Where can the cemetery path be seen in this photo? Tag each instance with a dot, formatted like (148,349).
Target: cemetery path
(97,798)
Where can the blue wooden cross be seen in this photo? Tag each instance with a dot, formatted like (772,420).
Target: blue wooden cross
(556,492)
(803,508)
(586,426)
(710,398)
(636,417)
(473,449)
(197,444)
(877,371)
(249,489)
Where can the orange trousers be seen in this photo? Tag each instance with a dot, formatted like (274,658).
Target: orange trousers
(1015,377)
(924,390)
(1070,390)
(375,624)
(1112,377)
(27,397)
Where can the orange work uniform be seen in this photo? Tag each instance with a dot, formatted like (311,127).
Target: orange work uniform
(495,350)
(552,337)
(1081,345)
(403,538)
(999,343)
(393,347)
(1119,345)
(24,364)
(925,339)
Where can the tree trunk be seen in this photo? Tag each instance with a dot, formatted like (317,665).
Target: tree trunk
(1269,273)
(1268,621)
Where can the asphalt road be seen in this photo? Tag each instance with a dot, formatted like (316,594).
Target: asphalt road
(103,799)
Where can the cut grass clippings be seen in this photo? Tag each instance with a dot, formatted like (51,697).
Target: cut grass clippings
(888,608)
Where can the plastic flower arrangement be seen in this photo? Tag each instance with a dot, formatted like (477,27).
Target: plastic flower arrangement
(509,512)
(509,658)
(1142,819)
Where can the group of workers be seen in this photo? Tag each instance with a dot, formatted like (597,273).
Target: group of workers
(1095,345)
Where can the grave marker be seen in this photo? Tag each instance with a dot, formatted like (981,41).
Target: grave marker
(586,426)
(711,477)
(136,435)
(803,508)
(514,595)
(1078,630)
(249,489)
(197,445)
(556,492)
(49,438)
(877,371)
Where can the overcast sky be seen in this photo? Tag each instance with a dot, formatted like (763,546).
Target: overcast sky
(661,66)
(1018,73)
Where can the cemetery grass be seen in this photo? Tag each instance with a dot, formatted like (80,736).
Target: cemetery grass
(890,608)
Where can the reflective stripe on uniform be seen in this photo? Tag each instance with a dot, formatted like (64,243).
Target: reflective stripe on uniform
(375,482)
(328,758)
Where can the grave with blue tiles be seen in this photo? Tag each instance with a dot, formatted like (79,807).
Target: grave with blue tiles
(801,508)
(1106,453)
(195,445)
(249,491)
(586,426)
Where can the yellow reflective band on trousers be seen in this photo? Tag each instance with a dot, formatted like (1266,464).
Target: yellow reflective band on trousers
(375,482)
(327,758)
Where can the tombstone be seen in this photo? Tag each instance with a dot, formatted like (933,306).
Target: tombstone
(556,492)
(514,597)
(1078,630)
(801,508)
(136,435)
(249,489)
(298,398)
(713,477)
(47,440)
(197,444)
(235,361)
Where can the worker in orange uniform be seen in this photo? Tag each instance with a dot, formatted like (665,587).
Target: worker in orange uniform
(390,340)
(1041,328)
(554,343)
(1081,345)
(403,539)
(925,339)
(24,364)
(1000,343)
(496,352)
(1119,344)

What you need to do: Reproduce every line of the material above verbatim, in the same order.

Task output:
Where can the cemetery path be seen in this photo? Tag each instance with a dot, formatted like (148,349).
Target: cemetery path
(97,798)
Where can the blue wooden cross be seen in this photo? Tag each instance with a dot, formatted like (772,420).
Target: blue wooden cross
(556,492)
(803,508)
(586,426)
(710,398)
(636,417)
(473,449)
(197,444)
(877,371)
(249,489)
Where can the orange trousers be seen in this photo? Tag each instance with a dot, formatted like (274,658).
Target: orange trousers
(1015,377)
(924,390)
(1070,390)
(375,624)
(1112,377)
(27,397)
Where can the orange work uniform be seen in this photo? Tag each instance with a dot, formatted like (311,127).
Target: orange work uniform
(495,350)
(552,337)
(1081,345)
(403,538)
(999,343)
(393,347)
(1119,345)
(24,364)
(925,339)
Where can the tree trunk be seen in this photo? Tag each instance with a dot, formatted like (317,665).
Target: tree trunk
(1269,273)
(1268,621)
Where can the asphalt road be seen in this photo? Tag each instance with a dot, formatted like (316,594).
Target: asphalt road
(103,799)
Where can the cut grass clippings be seen in this photo? Tag each instance with a dot, formatted like (51,697).
Target: cut grass clippings
(888,608)
Where can the plastic flower arrangement be seen in this photo? Tag each instance with a dot, formatted like (477,27).
Target: plastic flower arrangement
(509,512)
(509,658)
(1142,819)
Where can the group of workers be seen in this photo? Tag each instance with a dot, formatted like (597,273).
Target: group of workers
(1095,345)
Where can the grave marker be seen in this photo? Tag each instance with a dot, formatted like (981,41).
Target: grave marker
(586,426)
(711,477)
(136,435)
(803,508)
(514,595)
(1078,630)
(249,489)
(197,445)
(556,492)
(49,438)
(877,371)
Where can the overcast sky be seen in this photo? Tag each instance with a dot, formatted like (763,546).
Target: overcast sky
(661,66)
(1018,73)
Where can the cemetery grass be seen in this photo? Tag each instance with a dot, formatted like (80,736).
Target: cemetery grass
(890,608)
Where can the reflective stripe on uniform be seen in this photo? Tag each instance with a dot, formatted like (64,243).
Target: reflective stripe on uniform
(375,482)
(328,758)
Where can the grave with blue tiles be seen in this photo? Tag each instance with a dot, formatted like (79,807).
Target: grave with blue tiles
(801,508)
(1106,453)
(195,445)
(249,491)
(586,426)
Where can the yellow reflective band on trousers be seen in this photo? Tag each instance with a dot, formatted like (1266,464).
Target: yellow reflective band on trousers
(375,482)
(327,758)
Where can the tombstone be seen in this photo? Tag each instance with a dot, formatted like (933,306).
Target: tombstone
(556,492)
(514,597)
(1078,630)
(801,508)
(136,435)
(249,489)
(298,398)
(713,477)
(47,440)
(197,444)
(235,361)
Where can the worker in orange uniform be seen in this photo? Tag each instance with a dot, formatted like (665,587).
Target: worker in orange uniform
(390,340)
(1041,328)
(554,343)
(1081,345)
(403,539)
(925,339)
(24,364)
(1000,343)
(496,352)
(1119,344)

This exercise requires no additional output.